WHAT TO DO:
Starting at the line that contains "Where can the parked" and ending at the line that contains "[[416, 155], [514, 147]]", swap "instance" for "occurrence". Give back only those lines, with everything else left unchanged.

Begin TASK INPUT

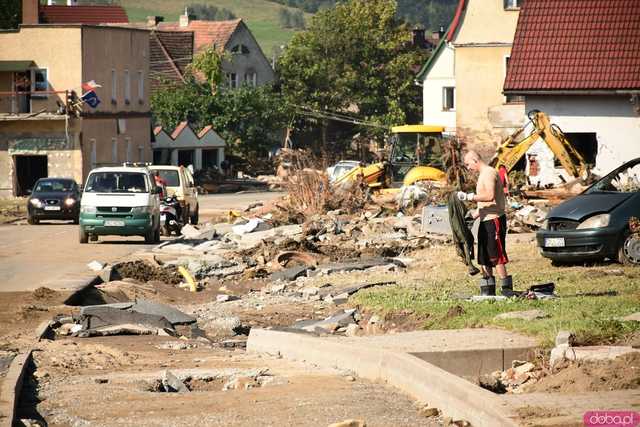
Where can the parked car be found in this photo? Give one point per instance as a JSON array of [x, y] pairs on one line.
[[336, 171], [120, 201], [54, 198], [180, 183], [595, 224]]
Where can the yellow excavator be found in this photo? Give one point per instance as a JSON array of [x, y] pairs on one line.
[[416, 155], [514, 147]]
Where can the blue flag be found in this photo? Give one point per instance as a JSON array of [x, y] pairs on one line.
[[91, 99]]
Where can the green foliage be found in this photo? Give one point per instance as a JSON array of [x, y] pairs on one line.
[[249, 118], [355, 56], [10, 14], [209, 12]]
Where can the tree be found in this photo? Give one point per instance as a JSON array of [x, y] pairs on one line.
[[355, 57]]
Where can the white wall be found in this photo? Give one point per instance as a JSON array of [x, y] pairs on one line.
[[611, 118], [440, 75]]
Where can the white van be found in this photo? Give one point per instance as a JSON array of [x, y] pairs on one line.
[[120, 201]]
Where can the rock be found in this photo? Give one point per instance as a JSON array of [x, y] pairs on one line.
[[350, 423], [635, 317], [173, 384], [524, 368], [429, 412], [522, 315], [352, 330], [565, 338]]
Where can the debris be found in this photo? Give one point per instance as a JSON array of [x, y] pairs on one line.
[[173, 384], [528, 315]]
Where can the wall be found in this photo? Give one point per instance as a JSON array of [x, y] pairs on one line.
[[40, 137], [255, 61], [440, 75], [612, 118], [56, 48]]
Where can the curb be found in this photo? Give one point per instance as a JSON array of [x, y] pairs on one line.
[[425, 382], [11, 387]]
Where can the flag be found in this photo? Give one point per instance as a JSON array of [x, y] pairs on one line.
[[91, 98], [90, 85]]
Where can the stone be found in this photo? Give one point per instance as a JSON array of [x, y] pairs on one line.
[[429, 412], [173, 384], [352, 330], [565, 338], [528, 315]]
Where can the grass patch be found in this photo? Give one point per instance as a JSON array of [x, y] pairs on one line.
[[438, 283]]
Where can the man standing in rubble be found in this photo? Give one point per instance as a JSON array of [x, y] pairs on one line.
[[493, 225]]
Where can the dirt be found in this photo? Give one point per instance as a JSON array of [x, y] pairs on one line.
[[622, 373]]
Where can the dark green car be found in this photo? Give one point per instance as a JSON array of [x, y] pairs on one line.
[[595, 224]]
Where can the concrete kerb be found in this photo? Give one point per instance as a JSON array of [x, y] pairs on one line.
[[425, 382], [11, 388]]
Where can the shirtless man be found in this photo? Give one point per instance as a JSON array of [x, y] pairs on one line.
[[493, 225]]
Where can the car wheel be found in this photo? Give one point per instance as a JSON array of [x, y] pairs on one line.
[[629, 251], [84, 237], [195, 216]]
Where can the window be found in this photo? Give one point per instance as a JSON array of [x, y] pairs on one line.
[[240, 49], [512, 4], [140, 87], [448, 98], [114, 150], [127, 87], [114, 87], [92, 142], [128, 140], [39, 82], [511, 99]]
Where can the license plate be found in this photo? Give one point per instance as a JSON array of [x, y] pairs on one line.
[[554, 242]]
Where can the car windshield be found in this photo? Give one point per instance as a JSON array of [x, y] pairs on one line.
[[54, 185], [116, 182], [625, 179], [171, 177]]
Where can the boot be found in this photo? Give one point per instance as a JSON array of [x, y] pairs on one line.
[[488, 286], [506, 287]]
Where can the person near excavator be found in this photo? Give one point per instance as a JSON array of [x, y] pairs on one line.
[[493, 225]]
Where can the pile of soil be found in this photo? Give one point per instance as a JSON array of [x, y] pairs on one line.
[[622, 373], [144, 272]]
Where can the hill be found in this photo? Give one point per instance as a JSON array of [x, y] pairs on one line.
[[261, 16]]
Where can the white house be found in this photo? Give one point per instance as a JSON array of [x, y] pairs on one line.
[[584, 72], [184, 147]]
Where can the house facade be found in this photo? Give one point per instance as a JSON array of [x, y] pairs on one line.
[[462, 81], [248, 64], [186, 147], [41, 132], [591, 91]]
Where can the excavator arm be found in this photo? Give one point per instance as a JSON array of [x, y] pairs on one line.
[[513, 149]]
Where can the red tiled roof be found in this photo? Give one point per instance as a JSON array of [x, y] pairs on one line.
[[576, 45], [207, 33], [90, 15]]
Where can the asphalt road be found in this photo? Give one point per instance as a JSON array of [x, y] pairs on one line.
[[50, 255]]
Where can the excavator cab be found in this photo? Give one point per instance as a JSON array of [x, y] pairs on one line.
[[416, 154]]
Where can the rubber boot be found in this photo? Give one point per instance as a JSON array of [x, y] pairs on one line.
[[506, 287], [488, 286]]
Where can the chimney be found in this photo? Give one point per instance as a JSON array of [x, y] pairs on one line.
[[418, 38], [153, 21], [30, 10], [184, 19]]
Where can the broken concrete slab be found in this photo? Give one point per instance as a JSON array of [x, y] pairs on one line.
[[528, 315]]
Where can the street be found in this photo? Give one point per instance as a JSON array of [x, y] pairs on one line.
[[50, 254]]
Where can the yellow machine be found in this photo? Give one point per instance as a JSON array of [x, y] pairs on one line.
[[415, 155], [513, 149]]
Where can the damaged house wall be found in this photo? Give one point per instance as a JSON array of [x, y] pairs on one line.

End TASK INPUT
Begin TASK INPUT

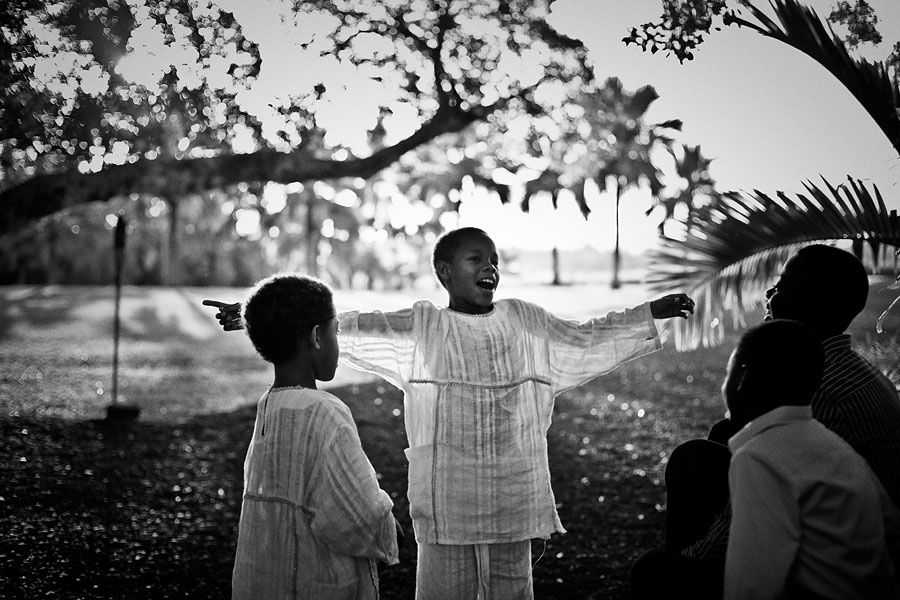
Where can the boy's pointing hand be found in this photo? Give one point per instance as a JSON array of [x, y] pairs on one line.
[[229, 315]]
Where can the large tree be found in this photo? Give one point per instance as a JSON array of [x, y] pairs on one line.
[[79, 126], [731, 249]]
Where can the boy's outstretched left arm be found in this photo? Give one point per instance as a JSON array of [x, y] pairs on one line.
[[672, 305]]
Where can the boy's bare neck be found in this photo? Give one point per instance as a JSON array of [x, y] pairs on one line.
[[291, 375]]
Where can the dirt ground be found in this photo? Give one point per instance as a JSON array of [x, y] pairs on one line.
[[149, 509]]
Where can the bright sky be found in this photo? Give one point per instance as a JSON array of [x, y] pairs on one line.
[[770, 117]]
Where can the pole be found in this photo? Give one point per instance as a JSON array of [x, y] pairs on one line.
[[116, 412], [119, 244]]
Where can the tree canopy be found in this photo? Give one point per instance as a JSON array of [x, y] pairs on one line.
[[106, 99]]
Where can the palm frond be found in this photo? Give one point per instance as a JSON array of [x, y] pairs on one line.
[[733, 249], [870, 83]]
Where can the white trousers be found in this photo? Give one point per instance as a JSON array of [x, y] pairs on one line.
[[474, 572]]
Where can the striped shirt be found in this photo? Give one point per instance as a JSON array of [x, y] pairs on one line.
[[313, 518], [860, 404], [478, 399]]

End TASK INPUT
Begin TASK INPUT

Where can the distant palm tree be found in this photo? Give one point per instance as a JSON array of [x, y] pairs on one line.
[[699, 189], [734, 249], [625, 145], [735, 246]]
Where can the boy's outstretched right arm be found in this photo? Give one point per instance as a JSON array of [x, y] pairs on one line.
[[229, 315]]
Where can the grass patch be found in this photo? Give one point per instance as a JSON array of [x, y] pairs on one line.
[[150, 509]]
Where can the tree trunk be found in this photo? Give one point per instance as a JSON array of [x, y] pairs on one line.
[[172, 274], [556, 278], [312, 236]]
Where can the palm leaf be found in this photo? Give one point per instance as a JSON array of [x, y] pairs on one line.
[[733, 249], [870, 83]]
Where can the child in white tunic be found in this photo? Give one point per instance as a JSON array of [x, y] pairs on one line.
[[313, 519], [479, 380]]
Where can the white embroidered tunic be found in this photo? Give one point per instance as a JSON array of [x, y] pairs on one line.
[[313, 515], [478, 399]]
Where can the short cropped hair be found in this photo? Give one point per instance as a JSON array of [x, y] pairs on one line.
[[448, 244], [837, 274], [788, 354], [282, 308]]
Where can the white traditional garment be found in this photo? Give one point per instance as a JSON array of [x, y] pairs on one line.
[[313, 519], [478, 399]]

End TASK INPUT

WRITTEN RESPONSE:
Where can the parked car be found in this photo? Give one point per occurrence as a JSON array of [x, y] pairs on one line.
[[336, 171], [120, 201], [54, 198], [180, 183], [595, 224]]
Where can the yellow excavator be found in this photo? Give one point per occurrence as a JSON array of [x, y] pairs on one line.
[[416, 155], [514, 147]]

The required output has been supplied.